## To be done
1 > According to the Amiga memory routines post, how much faster would moving data a word or a long at a time theoretically be?
2 > Please resume the Amiga memory routines post, starting right after its final sentence.

## Text
-- -- --

[comp.sys.amiga] Memory Fill/Copy/Compare statistics + some assembly examples w/ DBcc

dillon@CORY.BERKELEY.EDU (Matt Dillon) (04/24/87)

	(I better sign my name here... this is a long article)

				-Matt

	Here is a good example of how to use a DBcc statement, including
how to extend it to handle counts larger than 16 bits (only two more
instructions).  I've tested all three of these routines.

	The routines transfer information a byte at a time.  Theoretically,
transfering information a word or a long at a time would be about 2x and 4x
as fast, but you need to add code to take care of initial an trailing 
alignment.  If you made a restriction that the supplied arguments were on
word or long boundries, and the size in multiples of 2 or 4 bytes, you
could implement such an improvment by a simple shift of the count register
to the right by 1 or 2 before beginning the loop, and using move.w/move.l
instead of move.b in the code below.

-- -- --

## Collected material

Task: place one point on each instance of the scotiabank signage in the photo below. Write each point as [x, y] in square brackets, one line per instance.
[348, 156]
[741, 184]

-- -- --

## Responses to the exercise
1 > About 2x as fast for words and 4x as fast for longs.

2 >
	The best example for the use of DBcc is the BCMP() routine, which
employs an actual condition (it uses DBNE) to exit the loop on compare
failure.

68000 specs,  clock-cycles-per-loop/MBytes-per-second on Amiga
where the MBsec is the total transfer rate.  E.g. if you want to zero
396K, it will take a second.  If you want to move 324K from one place to
another it will take a second.

68000 @ 7.14Mhz
				BSET/BZERO	BMOV		BCMP

	as is:			18/0.396 MBsec	22/0.324 MBsec	22/0.324 MBsec
	mod for	word at a time	18/0.793 MBsec	22/0.649 MBsec	22/0.649 MBsec
	mod for long at a time	22/1.298 MBsec	30/0.952 MBsec	30/0.952 MBsec


Transfering a long at a time is about 3x faster than transfering a byte at a
time.  A 68010 can do memory fills/moves/compares from 1.3x to 1.6x faster 
than a 68000 can (1.6x for fills, 1.3x for moves/compares).

-----------------------------------------------------------

Oh yah.. extending the count beyond 16 bits.  Just look at the assembly.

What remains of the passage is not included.